(WORK INSTRUCTIONS)
Please keep to the lines below from the one with "Query: woman walking" through the one with "Locate the grass verge;", and restate them word for word, ends included.

── MATERIAL SHOWN ──

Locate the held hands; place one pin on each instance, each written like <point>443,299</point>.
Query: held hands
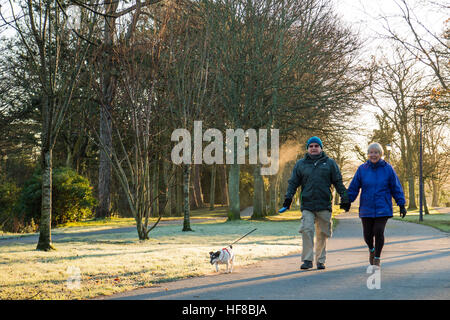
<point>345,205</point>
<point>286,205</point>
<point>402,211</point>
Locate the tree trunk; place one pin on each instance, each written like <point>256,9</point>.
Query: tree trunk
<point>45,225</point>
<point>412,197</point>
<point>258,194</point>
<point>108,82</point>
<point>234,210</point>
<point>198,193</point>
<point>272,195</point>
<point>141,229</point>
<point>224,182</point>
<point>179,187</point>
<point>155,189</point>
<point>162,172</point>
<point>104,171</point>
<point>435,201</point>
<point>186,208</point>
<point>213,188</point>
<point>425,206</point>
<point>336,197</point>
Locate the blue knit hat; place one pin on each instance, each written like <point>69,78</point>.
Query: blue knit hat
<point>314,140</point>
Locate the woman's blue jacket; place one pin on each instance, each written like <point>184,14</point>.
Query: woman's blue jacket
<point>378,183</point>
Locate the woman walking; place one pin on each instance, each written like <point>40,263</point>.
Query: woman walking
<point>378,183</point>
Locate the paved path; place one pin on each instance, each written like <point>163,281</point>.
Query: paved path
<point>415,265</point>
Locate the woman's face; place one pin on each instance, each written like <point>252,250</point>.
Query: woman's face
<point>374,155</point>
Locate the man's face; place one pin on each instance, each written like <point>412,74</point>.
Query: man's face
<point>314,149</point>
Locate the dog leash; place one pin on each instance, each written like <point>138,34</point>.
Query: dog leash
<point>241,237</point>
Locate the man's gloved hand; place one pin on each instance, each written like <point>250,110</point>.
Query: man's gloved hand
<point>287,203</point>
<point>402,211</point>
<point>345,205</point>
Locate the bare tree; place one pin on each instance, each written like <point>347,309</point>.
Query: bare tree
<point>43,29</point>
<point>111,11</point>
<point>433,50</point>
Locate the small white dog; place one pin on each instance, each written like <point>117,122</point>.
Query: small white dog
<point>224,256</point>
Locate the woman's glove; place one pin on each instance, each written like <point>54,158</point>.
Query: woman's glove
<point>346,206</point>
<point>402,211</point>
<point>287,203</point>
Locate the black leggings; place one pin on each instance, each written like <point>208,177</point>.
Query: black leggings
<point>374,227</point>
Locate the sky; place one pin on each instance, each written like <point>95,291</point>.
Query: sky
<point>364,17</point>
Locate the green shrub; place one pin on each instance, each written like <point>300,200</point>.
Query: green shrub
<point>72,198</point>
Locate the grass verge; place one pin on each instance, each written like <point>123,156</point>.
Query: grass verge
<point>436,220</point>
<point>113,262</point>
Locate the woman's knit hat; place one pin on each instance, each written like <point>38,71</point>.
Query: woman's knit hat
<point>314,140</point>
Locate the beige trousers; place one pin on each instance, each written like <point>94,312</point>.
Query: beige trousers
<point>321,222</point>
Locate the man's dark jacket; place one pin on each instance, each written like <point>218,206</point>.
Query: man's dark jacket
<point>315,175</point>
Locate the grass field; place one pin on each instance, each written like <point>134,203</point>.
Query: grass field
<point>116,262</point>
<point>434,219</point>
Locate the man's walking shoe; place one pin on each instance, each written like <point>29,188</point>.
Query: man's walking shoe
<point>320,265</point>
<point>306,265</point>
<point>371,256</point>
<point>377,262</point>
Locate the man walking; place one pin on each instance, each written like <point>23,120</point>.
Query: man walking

───

(OUTPUT OF THE TASK)
Query: woman walking
<point>378,183</point>
Locate the paved path; place one pin on each instance, each written like <point>163,281</point>.
Query: paved path
<point>415,265</point>
Locate the woman's face; place one pin on each instance, each written like <point>252,250</point>.
Query: woman's face
<point>374,155</point>
Locate the man's face; place one pin on each instance, each written like <point>412,74</point>.
Query: man's face
<point>314,149</point>
Locate the dog leash; place one pin on each instance, each written like <point>138,34</point>.
Query: dog leash
<point>241,237</point>
Locate the man's gloved hand; place one pin on each instance, each written like <point>250,110</point>.
Query: man's gloved hand
<point>287,203</point>
<point>402,211</point>
<point>345,205</point>
Locate the bare tree; place one pin on each instance, each written like <point>347,309</point>.
Query: bare tree
<point>43,29</point>
<point>111,11</point>
<point>433,50</point>
Locate the small white dog; place one pin on each instance, each written like <point>117,122</point>.
Query: small white dog
<point>224,256</point>
Locate the woman's glove; place one pin on each instance, each written like <point>54,158</point>.
Query: woman's glove
<point>346,206</point>
<point>402,211</point>
<point>287,203</point>
Locate the black leggings; place one pin on each instance, each written like <point>208,177</point>.
Query: black leggings
<point>374,227</point>
Locate the sky; place one pin on each instance, each written like <point>95,291</point>.
Query: sky
<point>364,17</point>
Locate the green shrub; place one pin on each instance, each written like <point>300,200</point>.
Query: green shrub
<point>72,198</point>
Locate the grass verge; place one pin on each instance, each written like <point>123,156</point>.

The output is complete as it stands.